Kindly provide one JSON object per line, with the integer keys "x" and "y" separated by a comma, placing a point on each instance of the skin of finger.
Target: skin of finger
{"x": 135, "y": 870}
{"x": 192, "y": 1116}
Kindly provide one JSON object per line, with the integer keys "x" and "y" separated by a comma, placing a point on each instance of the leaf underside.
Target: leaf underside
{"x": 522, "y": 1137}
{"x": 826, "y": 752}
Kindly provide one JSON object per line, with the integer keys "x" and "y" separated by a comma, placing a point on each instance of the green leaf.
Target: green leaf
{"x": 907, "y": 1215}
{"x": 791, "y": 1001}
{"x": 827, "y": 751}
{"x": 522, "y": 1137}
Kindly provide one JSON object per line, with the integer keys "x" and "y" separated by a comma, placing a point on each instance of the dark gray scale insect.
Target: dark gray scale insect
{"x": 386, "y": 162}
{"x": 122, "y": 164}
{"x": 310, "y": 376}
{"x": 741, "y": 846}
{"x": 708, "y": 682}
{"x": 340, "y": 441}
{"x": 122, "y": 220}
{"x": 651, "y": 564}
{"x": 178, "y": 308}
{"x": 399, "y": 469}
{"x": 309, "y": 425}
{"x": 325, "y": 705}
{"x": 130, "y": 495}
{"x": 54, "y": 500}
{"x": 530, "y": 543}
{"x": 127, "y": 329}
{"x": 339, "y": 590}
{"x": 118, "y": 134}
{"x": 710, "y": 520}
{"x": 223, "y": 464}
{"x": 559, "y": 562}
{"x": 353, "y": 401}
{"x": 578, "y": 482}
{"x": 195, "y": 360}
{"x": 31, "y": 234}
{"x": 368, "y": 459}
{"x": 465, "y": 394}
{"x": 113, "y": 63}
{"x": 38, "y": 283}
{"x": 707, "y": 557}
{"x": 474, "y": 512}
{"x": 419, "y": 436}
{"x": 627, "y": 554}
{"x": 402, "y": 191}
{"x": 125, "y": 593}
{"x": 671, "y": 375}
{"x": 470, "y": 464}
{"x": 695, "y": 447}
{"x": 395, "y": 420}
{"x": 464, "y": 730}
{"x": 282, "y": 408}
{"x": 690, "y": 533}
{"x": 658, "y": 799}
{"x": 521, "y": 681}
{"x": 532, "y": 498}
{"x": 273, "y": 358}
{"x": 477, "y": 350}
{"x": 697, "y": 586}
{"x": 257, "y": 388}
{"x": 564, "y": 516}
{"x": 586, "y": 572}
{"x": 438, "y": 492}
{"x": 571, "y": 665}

◇ ◇ ◇ ◇ ◇

> Set task
Reproduce all the items above, replacing every occurrence of "Target" with "Label" and leaving everything else unchanged.

> Correct output
Kindly provide one JSON object per line, with the integer keys "x" and "y" separated by a comma, placing a point on each instance of the skin of finger.
Label: skin of finger
{"x": 135, "y": 870}
{"x": 192, "y": 1116}
Kindly provide one JSON object per line, with the integer keys "x" and "y" separated by a comma, placing a point on each instance of the leaf underside.
Label: leaf underside
{"x": 522, "y": 1137}
{"x": 826, "y": 752}
Kindly provide one JSON object per line, with the integer keys "x" and "y" separated by a comma, placing a point on each instance of the green leaf.
Label: green leaf
{"x": 907, "y": 1215}
{"x": 791, "y": 1001}
{"x": 827, "y": 751}
{"x": 522, "y": 1137}
Kindly provide one JSON object per line, with the integer keys "x" and "y" separated by a comma, placing a point on each instance of the dark gray scale insect.
Label: dark gray scale insect
{"x": 386, "y": 162}
{"x": 122, "y": 164}
{"x": 310, "y": 376}
{"x": 741, "y": 846}
{"x": 708, "y": 682}
{"x": 340, "y": 441}
{"x": 122, "y": 220}
{"x": 651, "y": 564}
{"x": 178, "y": 308}
{"x": 399, "y": 469}
{"x": 309, "y": 425}
{"x": 325, "y": 705}
{"x": 130, "y": 495}
{"x": 54, "y": 500}
{"x": 530, "y": 543}
{"x": 127, "y": 329}
{"x": 339, "y": 590}
{"x": 118, "y": 134}
{"x": 710, "y": 520}
{"x": 223, "y": 464}
{"x": 559, "y": 562}
{"x": 353, "y": 401}
{"x": 578, "y": 482}
{"x": 195, "y": 360}
{"x": 31, "y": 234}
{"x": 368, "y": 459}
{"x": 465, "y": 394}
{"x": 113, "y": 63}
{"x": 38, "y": 283}
{"x": 707, "y": 557}
{"x": 474, "y": 512}
{"x": 419, "y": 436}
{"x": 627, "y": 554}
{"x": 402, "y": 191}
{"x": 125, "y": 593}
{"x": 671, "y": 375}
{"x": 470, "y": 464}
{"x": 695, "y": 447}
{"x": 395, "y": 420}
{"x": 464, "y": 730}
{"x": 282, "y": 408}
{"x": 690, "y": 533}
{"x": 658, "y": 799}
{"x": 521, "y": 681}
{"x": 532, "y": 498}
{"x": 273, "y": 358}
{"x": 477, "y": 350}
{"x": 697, "y": 586}
{"x": 257, "y": 388}
{"x": 564, "y": 516}
{"x": 586, "y": 572}
{"x": 438, "y": 492}
{"x": 571, "y": 665}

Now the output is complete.